EXERCISE DETAILS: Your answer should be one number, the count of lines in the records that carry the string "image".

━━ ENTRIES SUPPLIED

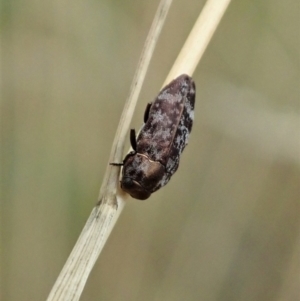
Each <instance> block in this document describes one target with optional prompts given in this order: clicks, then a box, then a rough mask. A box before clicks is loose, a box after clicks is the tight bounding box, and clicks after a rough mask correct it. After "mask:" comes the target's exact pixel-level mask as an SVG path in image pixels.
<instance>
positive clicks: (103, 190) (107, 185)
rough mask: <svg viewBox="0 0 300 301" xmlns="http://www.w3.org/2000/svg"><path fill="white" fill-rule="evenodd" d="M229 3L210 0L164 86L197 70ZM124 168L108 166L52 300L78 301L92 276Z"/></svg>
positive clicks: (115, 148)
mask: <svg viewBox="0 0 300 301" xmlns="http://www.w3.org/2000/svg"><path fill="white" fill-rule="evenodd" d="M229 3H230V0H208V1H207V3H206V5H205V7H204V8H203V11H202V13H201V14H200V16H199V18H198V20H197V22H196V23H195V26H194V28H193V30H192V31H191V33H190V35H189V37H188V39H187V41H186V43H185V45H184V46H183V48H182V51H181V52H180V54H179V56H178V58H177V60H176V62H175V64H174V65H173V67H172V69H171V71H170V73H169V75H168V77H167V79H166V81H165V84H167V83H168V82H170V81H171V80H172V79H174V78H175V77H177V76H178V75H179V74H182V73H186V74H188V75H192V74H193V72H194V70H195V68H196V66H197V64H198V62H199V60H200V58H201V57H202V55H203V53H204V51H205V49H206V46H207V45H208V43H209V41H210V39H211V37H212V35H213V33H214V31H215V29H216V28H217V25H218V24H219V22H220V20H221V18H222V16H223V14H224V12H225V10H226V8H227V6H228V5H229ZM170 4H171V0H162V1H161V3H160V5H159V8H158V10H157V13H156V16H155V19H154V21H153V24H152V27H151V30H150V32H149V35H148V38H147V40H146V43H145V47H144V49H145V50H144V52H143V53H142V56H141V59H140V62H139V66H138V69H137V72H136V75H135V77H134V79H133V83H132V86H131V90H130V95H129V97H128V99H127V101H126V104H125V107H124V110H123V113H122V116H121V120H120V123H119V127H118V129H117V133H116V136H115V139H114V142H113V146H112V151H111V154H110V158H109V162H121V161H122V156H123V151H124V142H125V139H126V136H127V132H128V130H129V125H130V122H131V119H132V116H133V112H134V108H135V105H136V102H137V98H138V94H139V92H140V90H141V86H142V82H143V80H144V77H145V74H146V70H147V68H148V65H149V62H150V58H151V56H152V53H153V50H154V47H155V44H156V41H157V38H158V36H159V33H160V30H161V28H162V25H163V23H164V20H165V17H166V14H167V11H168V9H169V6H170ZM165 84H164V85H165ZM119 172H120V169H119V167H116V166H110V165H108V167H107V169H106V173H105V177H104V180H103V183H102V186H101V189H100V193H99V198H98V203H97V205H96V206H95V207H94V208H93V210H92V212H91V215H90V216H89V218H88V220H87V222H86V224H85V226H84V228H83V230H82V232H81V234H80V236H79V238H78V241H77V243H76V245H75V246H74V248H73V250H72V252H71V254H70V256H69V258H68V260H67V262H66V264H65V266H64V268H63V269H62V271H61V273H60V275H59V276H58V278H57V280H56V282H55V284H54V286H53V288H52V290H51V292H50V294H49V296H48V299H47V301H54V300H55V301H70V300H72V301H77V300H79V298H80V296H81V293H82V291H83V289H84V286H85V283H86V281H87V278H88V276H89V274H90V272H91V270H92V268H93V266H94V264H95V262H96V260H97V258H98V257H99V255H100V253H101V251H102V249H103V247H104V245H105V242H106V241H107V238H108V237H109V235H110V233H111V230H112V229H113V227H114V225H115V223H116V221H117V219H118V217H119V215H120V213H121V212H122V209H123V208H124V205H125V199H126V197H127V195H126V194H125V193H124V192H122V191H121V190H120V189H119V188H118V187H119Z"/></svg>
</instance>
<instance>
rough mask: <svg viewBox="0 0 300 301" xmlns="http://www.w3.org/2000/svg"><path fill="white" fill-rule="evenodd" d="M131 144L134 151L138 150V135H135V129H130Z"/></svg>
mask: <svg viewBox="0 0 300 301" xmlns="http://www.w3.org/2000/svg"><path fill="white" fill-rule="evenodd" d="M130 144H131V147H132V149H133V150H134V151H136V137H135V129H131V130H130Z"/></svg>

━━━━
━━ ENTRIES SUPPLIED

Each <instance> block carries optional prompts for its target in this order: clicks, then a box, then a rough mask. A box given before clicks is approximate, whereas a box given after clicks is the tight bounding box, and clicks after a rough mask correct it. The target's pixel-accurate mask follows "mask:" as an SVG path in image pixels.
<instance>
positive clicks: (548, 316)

━━━━

SOLUTION TO THIS TASK: 2